** Start of Data section **

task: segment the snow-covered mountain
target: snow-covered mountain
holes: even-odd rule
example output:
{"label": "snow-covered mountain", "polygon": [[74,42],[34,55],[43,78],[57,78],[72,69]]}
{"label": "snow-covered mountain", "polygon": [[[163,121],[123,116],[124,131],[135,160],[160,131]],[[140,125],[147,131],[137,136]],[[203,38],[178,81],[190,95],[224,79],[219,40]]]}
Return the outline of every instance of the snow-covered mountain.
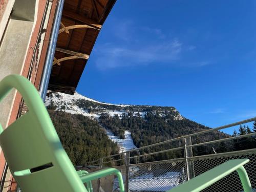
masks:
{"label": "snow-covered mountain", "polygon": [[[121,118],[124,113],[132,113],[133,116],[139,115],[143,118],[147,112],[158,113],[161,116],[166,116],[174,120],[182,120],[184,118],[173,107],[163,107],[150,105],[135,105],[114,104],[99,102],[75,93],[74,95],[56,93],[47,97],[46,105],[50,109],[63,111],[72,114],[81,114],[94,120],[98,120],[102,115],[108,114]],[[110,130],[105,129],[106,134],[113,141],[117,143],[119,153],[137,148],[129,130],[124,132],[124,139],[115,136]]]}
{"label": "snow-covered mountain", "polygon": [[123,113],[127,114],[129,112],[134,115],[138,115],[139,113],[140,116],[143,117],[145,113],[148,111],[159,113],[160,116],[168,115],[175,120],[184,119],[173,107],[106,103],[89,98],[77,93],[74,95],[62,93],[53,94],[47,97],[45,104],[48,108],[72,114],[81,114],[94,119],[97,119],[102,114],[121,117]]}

** End of Data section **
** Start of Data section **

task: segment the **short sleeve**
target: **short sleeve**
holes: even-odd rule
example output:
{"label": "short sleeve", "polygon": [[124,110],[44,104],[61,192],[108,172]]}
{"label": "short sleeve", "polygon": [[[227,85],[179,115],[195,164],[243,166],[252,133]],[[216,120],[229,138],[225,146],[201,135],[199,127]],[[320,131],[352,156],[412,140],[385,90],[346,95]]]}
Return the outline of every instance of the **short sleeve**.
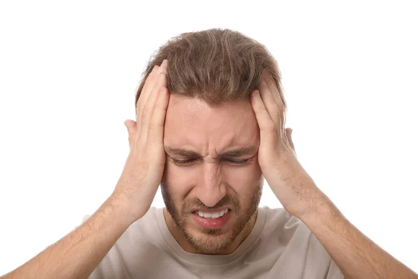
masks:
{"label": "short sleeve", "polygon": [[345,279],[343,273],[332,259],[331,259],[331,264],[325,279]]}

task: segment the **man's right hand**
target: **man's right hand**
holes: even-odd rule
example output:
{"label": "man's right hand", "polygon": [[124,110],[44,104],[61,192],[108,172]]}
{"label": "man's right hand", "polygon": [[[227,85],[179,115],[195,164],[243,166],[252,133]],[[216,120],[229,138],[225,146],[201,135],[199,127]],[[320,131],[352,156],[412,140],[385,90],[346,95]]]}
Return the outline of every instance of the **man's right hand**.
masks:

** End of Data section **

Objective: Which lines of the items above contain the word "outline"? Pull out every one of them.

Finished answer:
Return the outline of every instance of the snow-covered mountain.
Return the outline of every instance of the **short sleeve**.
Return the outline of every instance of the **man's right hand**.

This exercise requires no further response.